Dabei klaut es eigentlich nur Versatzstücke aus anderen Spielen zusammen, das aber dafür gut. So fühlte ich mich zum Beispiel ein klein wenig an meinen Liebling Marco Polo erinnert, wenn es darum geht, möglichst schnell einen Reisepunkt zu erreichen und die Siegpunkte dort einzustreichen. Denn einzig und allein darum geht es in Alubari – Siegpunkte sammeln bis der Schädel brummt. Das geschieht aber auf unfassbar vielfältige Art und Weise. Es gibt zig Strategien, um zum Erfolg zu kommen. Und keine – dies die gute Nachricht für Skeptiker – ist zu übermächtig.

Lokomotiven geben besondere Boni. Der zuverlässige Zug zum Beispiel kann nicht Opfer einer Ereigniskarte werden.

Geröll sammeln, Schienen bauen, Gebäude besetzen oder Aufträge erfüllen. Sie sehen, die Elemente sind nicht neu. Zwei oder bei guter Planung drei Arbeiter schaffen Rohstoffe ran, buddeln oder bauen. Je nach Gusto und Plan. Doch trägt das Spiel einen bedeutungsschwangeren Untertitel. „A nice cup of tea“ heißt es da, und hier liegt des Pudels Kern. Es gilt, Chai zu sammeln und so Extraaktionen oder eben jenen dritten Arbeiter zu aktivieren. Wertvolle Vorteile, deren Einsatz weise gewählt werden will. Denn nach guter alter Sitte kommt der zuerst, der in vorderster Front auf den Aktionskärtchen steht. Klaubt dieser den heiß ersehnten letzten Schutt aus der Grube, dann guckt der Nachbar womöglich in die Röhre. Oder in die leere Teetasse, denn auch der Chai kann ausgehen. Dann gilt es, Teeblätter zu ernten. Zwischenzeitlich wollen Schienen verlegt und Bahnhöfe erreicht werden, denn nur dort können Rohstoffe gegen Gebäude eingetauscht werden, die satte Punkte oder schöne Vorteile bringen. Das gute alte Dilemma: positioniere ich mich vorne und greife ab was geht, oder bleibe ich hinten und bin dafür in der nächsten Runde der Startspieler?

Wetterwechsel und eine eventuell fiese Anordnung von zufälligen Ereignissen können auch hier den Plan verhageln. Die Ereignisse zieht man genauso wie die zugänglichen Rohstoffe aus einem Beutel. Das Wetter, das massiv Einfluss auf Möglichkeiten und Erträge hat, wird ebenso zufällig via Karte bestimmt. Was sich frustierend anhört, ist aber genau das, was Alubari einzigartig und spaßig macht. Man kann sich schlicht nie sicher sein, dass alles so läuft, wie man es sorgsam durchdacht hat. Dennoch bleibt das Spiel gerade so vorhersehbar, dass kein unnötiger Frust aufkommt und nie etwas gänzlich scheitert. Anders als andere Genrevertretern ist man beim kleinsten Fehler nicht vom Start weg abgeschlagen, sondern kann immer noch die Taktik variieren. So habe ich mich in der ersten Partie zwar beim Schutt verplant, konnte aber durch geschicktes Kaufen von Zügen zumindest noch vorne mitmischen. Eben diese Züge geben Boni und, wie könnte es anders sein, Siegpunkte.
⁂
> _AUFGABENSTELLUNG A_: Geben Sie jede Zeile der Datensätze an, in der die Zeichenfolge „mask“ vorkommt, wobei Groß- und Kleinschreibung zu beachten ist.

> _Einträge aus einer Datenquelle_:
⁂
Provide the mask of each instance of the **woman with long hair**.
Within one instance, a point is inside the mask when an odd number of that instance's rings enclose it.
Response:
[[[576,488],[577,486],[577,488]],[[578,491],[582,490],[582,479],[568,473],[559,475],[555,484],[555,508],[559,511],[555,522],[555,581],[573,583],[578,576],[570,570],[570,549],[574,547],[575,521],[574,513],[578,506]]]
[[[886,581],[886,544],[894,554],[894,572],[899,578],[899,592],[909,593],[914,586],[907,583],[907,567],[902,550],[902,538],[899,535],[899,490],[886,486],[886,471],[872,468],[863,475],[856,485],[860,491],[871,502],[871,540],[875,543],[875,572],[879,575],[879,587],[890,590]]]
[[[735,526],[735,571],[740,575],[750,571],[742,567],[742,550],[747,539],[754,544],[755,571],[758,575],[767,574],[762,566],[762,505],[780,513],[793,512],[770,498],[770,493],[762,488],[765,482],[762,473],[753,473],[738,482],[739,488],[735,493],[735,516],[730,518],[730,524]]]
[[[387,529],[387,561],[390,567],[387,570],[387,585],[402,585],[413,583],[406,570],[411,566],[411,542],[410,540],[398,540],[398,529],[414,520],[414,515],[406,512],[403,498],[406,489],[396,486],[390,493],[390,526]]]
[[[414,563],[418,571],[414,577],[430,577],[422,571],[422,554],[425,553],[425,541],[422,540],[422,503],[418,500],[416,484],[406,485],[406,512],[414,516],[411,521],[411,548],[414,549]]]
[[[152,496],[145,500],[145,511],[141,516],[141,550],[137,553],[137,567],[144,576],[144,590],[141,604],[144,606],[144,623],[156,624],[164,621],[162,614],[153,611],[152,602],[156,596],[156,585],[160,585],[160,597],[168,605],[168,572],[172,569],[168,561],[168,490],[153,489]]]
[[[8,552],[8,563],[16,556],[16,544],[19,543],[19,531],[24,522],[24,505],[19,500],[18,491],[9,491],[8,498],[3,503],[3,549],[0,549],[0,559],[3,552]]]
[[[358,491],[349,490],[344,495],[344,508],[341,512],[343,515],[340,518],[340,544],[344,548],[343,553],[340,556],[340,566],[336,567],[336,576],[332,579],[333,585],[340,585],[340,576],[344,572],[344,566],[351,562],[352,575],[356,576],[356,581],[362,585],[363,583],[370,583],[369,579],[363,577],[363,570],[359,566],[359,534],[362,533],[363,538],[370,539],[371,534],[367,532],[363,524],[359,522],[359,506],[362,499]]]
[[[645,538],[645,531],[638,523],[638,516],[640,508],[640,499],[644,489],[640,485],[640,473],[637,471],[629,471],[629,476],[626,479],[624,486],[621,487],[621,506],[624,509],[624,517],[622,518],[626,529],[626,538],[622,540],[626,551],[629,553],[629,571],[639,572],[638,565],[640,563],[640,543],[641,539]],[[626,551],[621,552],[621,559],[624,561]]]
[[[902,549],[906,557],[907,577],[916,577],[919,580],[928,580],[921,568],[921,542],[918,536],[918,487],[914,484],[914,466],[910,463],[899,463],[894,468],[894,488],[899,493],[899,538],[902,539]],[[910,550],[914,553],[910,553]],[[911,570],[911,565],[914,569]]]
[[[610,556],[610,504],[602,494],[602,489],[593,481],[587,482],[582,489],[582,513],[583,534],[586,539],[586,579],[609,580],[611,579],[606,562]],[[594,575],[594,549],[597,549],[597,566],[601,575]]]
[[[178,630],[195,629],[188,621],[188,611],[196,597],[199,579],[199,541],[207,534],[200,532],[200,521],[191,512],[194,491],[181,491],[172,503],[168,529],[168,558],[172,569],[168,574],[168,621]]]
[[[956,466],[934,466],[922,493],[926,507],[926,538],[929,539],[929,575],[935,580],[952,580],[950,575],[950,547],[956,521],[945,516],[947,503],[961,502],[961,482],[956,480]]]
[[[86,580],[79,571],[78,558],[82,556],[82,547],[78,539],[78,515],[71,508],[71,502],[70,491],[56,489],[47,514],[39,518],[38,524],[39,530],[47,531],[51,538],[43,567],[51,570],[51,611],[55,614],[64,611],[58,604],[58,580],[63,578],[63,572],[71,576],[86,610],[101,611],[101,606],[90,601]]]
⁂
> _AUFGABENSTELLUNG B_: Schreiben Sie die Besprechung des Brettspiels Alubari im Anschluss an ihren letzten Satz weiter.

> _ANTWORT A_:
Provide the mask of each instance of the **woman with long hair**.
Within one instance, a point is inside the mask when an odd number of that instance's rings enclose it.

> _ANTWORT B_:
Unterwegs gilt es, Bahnhöfe zu erreichen und Gebäude zu bauen.

Erfrischend auch, dass man durch die zufälligen Ereignisse nicht nur gegen die Mitspieler, sondern immer auch ein wenig gegen das Spiel selbst spielt. Das trägt zur Immersion bei und bietet eine weitere Ebene, die man im Auge behalten muss.

Jeder, der zum ersten Mal zu Alubari greift, sollte viel Zeit einplanen. Sinnig ist es, der Premiere direkt eine zweite Runde folgen zu lassen. Denn es braucht sicher mehrere Durchläufe, um jede Möglichkeit zu erfassen und ein wenig Erfahrung darin zu bekommen, die einzelnen Aktionen gegeneinander abzuwägen. Das macht man aber gerne, denn Alubari ist nicht nur spielerisch gelungen, sondern auch optisch ein echter Hingucker. Alles passt, alles ist stimmig und schön gestaltet. Die Rohstoffe und Schienen sind hochwertig aus Holz gearbeitet, der Spielplan ist detailliert und die Karten liebevoll und in ihren Symbolen selbsterklärend. Lediglich einige Fragen zum Regelwerk dürfte der Verlag in einer neuen Auflage noch einmal deutlicher klären. Alubari ist dabei sicher kein Familienspiel, sondern ein Kennerspiel erster Güte.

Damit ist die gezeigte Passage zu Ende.